▸ **EXTRAIT À LIRE**
%%

Rejetant la classe ouvrière en tant que force sociale progressiste, Webber propose la mise en place d’un vaste mouvement populiste anti-classe qui serait dirigé par des sections de la classe moyenne supérieure latino-américaine.
Le but d’un tel parti serait de subordonner les intérêts des grandes masses de travailleurs et de paysans aux exigences de cette couche plus privilégiée pour une répartition plus égale des ressources parmi les dix pour cent au sommet de la pyramide sociale. Syriza et Podemos sont leur modèle. Ce sont ces partis bourgeois, basés sur la défense des intérêts matériels de la classe moyenne supérieure, qui mettent en place les mesures d’austérité au nom des banques européennes en Grèce et en Espagne.
Pour fournir une couverture idéologique à sa proposition pour la création de partis populaires, antisocialistes et anti-ouvriers, Webber recycle une série de tropes idéologiques utilisés par les renégats du marxisme latino-américains au XXe siècle.
Idéalisme romantique et matérialisme
Jeffrey Webber n’est pas le premier universitaire associé au radicalisme petit-bourgeois latino-américain à faire valoir que le socialisme scientifique est trop «déterministe» parce que ce dernier comprend que la conscience sociale est un produit de l’être social, enracinée dans les relations objectives des classes sous le mode de production capitaliste.
Webber exhorte la gauche à éviter de «revenir à un réductionnisme ou un déterminisme économique brut» et écrit que «les contradictions de l’accumulation capitaliste» ne devraient pas être «comprises ici comme des lois économiques fonctionnant séparément» de la politique.
«Ce qu’il faut», dit-il en citant l’universitaire John Holloway proche des zapatistes, «c’est une conceptualisation adéquate “des rapports entre l’économique et le politique comme des formes discrètes d’expressions des rapports sociaux sous le capitalisme”, avec “la spécificité du politique et le développement de formes politiques solidement [fondées] dans l’analyse de la production capitaliste”». Il ajoute que «les actions de l’État ne sont pas l’expression mécaniste d’une loi économique du capital.»
Webber utilise un argument réfuté il y a 126 ans par le marxiste russe Gueorgui Plekhanov dans «La conception matérialiste de l’histoire». En présentant la société comme le produit d’une série de «facteurs» abstraits liés entre eux («le politique», «l’État» et «l’économique»), Webber «démembre l’activité de l’homme social et convertit ses divers aspects et manifestations en forces distinctes».

%%

Relevés d'étiquetage d'emplacements:

%%

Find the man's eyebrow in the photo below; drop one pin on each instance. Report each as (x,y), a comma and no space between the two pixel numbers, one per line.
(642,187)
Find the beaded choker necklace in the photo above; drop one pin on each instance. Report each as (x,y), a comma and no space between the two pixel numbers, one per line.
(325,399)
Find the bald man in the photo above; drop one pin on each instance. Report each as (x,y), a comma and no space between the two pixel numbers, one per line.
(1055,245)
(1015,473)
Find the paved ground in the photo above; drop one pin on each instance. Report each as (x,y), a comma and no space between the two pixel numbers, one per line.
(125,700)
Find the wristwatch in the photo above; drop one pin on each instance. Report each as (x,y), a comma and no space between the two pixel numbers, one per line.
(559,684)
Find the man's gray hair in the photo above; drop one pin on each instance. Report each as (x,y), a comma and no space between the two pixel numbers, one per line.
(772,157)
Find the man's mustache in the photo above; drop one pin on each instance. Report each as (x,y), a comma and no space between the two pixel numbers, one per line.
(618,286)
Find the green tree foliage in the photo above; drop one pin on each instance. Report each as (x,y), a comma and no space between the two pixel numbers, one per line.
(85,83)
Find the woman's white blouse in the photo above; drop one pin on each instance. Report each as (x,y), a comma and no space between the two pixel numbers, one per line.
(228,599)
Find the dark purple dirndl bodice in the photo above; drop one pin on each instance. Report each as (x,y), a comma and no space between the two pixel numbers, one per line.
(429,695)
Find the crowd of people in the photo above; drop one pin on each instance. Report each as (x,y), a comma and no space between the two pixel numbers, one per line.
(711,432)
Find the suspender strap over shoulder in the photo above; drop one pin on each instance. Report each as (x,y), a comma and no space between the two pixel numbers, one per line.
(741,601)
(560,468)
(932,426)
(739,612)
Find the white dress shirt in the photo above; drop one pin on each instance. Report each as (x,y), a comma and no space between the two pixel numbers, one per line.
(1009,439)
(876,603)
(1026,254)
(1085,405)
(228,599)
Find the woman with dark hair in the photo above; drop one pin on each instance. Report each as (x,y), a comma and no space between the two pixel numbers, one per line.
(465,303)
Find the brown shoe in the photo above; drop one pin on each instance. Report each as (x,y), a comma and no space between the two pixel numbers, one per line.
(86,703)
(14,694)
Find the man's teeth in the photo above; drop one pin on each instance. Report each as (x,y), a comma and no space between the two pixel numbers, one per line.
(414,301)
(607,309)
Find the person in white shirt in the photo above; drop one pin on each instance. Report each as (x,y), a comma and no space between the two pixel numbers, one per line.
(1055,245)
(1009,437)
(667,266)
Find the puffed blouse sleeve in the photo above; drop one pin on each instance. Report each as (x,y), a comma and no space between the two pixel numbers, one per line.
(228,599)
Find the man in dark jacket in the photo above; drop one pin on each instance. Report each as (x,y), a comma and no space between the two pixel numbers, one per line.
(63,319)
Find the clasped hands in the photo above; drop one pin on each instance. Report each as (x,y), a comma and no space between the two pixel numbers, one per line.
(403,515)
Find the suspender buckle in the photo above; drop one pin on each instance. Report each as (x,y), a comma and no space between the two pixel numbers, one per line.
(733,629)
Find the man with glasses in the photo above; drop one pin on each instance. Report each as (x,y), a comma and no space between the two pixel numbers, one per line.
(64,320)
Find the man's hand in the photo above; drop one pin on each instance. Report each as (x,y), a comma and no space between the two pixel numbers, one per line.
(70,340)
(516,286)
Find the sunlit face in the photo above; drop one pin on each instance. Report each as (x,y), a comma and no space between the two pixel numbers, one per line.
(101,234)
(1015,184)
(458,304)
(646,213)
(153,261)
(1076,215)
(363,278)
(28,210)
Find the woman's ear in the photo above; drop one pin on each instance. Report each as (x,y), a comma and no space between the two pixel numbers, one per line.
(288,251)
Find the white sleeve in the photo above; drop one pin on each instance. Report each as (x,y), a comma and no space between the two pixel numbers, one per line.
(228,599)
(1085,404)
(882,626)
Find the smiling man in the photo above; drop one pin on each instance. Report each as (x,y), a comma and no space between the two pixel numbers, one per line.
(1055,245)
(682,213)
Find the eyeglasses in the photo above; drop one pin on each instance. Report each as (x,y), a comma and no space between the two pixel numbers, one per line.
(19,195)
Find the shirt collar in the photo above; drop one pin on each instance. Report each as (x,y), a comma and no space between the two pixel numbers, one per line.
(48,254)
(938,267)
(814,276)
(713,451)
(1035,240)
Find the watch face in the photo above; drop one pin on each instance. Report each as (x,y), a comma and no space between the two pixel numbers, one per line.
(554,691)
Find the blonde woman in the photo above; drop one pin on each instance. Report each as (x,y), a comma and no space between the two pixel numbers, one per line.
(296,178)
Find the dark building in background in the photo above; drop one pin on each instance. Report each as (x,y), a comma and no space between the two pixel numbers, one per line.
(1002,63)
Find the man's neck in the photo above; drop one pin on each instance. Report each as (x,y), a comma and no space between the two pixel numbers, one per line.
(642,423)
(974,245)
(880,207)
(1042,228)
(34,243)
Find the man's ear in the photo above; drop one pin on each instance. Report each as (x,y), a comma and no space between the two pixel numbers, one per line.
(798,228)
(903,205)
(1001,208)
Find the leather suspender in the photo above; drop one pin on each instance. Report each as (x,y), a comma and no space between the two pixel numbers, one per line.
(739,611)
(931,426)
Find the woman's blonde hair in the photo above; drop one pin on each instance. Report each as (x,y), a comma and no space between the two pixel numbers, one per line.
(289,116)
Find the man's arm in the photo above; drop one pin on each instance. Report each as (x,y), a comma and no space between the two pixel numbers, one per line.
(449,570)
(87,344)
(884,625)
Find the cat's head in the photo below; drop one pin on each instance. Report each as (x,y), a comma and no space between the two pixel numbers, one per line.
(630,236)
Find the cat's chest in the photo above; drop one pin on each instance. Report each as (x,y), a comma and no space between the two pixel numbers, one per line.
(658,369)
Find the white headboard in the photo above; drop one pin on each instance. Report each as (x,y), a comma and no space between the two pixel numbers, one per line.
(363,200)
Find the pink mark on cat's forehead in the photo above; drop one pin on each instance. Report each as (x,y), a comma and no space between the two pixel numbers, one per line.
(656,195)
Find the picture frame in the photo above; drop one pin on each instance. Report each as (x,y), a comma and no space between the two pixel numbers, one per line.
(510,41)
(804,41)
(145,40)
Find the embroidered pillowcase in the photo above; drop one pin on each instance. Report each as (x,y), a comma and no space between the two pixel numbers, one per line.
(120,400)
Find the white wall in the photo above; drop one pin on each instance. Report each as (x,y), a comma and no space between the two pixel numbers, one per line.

%%

▸ **CONSIGNE 1**
Recopiez un passage de l'extrait : commencez aux mots "Webber exhorte la" et arrêtez-vous après "de la politique.".
▸ **CONSIGNE 2**
Indiquez combien de lignes de la liste contiennent la chaîne "necklace", en tenant compte de la casse ; donnez seulement le nombre.
L'extrait et la liste n'ont aucun lien entre eux.

▸ **CORRIGÉ 1**
Webber exhorte la gauche à éviter de «revenir à un réductionnisme ou un déterminisme économique brut» et écrit que «les contradictions de l’accumulation capitaliste» ne devraient pas être «comprises ici comme des lois économiques fonctionnant séparément» de la politique.

▸ **CORRIGÉ 2**
1